» **DIRECTIVE**
Copy out each of the following items word for word.

EXERCISE DATA start

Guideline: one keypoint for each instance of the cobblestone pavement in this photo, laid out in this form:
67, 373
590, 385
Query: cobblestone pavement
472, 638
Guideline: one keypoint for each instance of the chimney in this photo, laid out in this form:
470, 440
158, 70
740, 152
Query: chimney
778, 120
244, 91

EXERCISE DATA end

» **SOLUTION TO THIS PROBLEM**
Guideline: one keypoint for each instance of the cobblestone pavement in this photo, laid out in this form:
67, 373
590, 385
Query: cobblestone pavement
472, 638
Guideline: one keypoint for each instance of the chimney in this photo, laid out in this form:
470, 440
158, 70
740, 152
Query: chimney
778, 120
244, 91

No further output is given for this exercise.